» **What you will do**
Please copy the data below line for line without changes, starting at its first line and continuing through the line containing "0 169 L 256".

------ Dataset extract

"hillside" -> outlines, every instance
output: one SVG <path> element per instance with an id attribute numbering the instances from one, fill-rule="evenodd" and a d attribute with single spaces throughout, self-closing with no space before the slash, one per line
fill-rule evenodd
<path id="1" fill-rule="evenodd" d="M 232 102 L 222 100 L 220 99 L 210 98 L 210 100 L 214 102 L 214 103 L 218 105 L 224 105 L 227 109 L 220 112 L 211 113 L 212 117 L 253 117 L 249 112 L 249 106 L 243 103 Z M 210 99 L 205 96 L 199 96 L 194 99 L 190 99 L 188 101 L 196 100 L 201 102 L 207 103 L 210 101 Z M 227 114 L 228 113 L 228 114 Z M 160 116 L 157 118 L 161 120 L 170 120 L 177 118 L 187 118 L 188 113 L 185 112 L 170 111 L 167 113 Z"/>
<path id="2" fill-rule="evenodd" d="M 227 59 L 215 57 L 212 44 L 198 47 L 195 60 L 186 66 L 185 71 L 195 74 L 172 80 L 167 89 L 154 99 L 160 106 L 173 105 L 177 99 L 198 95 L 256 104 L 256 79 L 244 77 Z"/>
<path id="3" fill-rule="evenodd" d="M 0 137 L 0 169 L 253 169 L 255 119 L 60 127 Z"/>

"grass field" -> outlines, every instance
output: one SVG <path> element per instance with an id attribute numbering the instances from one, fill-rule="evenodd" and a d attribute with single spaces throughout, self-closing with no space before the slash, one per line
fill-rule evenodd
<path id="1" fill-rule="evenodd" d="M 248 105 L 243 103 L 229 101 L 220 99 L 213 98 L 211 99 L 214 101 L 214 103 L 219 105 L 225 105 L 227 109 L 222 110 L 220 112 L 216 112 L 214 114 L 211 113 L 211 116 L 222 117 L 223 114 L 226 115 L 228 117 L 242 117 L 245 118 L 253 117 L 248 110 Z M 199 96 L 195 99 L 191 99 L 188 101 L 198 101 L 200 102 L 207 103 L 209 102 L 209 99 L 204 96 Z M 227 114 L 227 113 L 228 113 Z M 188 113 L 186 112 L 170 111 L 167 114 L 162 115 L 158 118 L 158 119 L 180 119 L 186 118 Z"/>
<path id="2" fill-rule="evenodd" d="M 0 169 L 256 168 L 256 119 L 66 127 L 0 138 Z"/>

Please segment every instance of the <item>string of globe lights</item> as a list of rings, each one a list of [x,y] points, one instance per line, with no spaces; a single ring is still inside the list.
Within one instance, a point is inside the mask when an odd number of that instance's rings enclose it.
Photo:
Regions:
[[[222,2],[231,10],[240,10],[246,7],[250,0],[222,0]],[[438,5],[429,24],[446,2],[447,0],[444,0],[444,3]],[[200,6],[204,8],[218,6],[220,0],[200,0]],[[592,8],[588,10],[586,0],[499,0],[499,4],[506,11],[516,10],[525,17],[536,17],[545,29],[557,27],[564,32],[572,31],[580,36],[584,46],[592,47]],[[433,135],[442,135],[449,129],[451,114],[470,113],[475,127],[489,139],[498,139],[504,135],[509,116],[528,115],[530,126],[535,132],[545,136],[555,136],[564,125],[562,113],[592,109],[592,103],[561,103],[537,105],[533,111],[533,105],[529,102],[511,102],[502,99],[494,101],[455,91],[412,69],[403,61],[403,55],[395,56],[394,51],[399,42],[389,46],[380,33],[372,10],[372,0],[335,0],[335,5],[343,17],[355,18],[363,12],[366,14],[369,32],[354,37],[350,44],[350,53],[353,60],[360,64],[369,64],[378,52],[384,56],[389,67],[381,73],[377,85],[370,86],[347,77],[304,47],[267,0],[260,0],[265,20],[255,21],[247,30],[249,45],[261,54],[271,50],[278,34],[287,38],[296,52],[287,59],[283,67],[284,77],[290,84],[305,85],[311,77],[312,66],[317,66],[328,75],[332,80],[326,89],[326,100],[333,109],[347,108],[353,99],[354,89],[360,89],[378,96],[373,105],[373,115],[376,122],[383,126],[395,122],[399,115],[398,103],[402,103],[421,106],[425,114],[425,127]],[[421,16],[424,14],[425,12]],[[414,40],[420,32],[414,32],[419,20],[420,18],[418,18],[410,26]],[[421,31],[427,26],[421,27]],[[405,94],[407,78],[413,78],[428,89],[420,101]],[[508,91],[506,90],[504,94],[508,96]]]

------------

» **Output below**
"hillside" -> outlines, every instance
output: one SVG <path> element per instance with an id attribute numbering the instances from one, fill-rule="evenodd" and a d attribute with single spaces throughout, self-closing with no space before the slash, one per line
fill-rule evenodd
<path id="1" fill-rule="evenodd" d="M 232 102 L 222 100 L 220 99 L 210 98 L 210 100 L 214 102 L 214 103 L 218 105 L 224 105 L 227 109 L 220 112 L 211 113 L 212 117 L 253 117 L 249 112 L 249 106 L 243 103 Z M 210 99 L 205 96 L 199 96 L 194 99 L 190 99 L 188 101 L 196 100 L 201 102 L 207 103 L 210 101 Z M 227 114 L 228 113 L 228 114 Z M 160 116 L 157 118 L 161 120 L 170 120 L 177 118 L 187 118 L 188 113 L 185 112 L 170 111 L 167 113 Z"/>
<path id="2" fill-rule="evenodd" d="M 227 59 L 215 57 L 212 44 L 198 47 L 195 60 L 186 66 L 185 71 L 195 74 L 172 80 L 167 89 L 154 99 L 160 106 L 173 105 L 177 99 L 198 95 L 256 104 L 256 79 L 244 77 Z"/>
<path id="3" fill-rule="evenodd" d="M 0 137 L 0 169 L 253 169 L 255 119 L 60 127 Z"/>

"grass field" -> outlines, every instance
output: one SVG <path> element per instance with an id attribute numbering the instances from one, fill-rule="evenodd" and a d attribute with single spaces throughout, self-closing with no space before the slash, one per line
fill-rule evenodd
<path id="1" fill-rule="evenodd" d="M 248 105 L 243 103 L 229 101 L 220 99 L 213 98 L 211 99 L 214 101 L 214 103 L 219 105 L 225 105 L 227 109 L 222 110 L 220 112 L 216 112 L 214 114 L 211 113 L 211 116 L 222 117 L 223 114 L 226 115 L 228 117 L 242 117 L 245 118 L 253 117 L 248 110 Z M 199 96 L 195 99 L 191 99 L 188 101 L 198 101 L 200 102 L 207 103 L 209 102 L 209 99 L 204 96 Z M 227 114 L 227 113 L 228 113 Z M 188 113 L 186 112 L 170 111 L 167 114 L 162 115 L 158 118 L 158 119 L 180 119 L 186 118 Z"/>
<path id="2" fill-rule="evenodd" d="M 0 169 L 256 168 L 256 119 L 66 127 L 0 138 Z"/>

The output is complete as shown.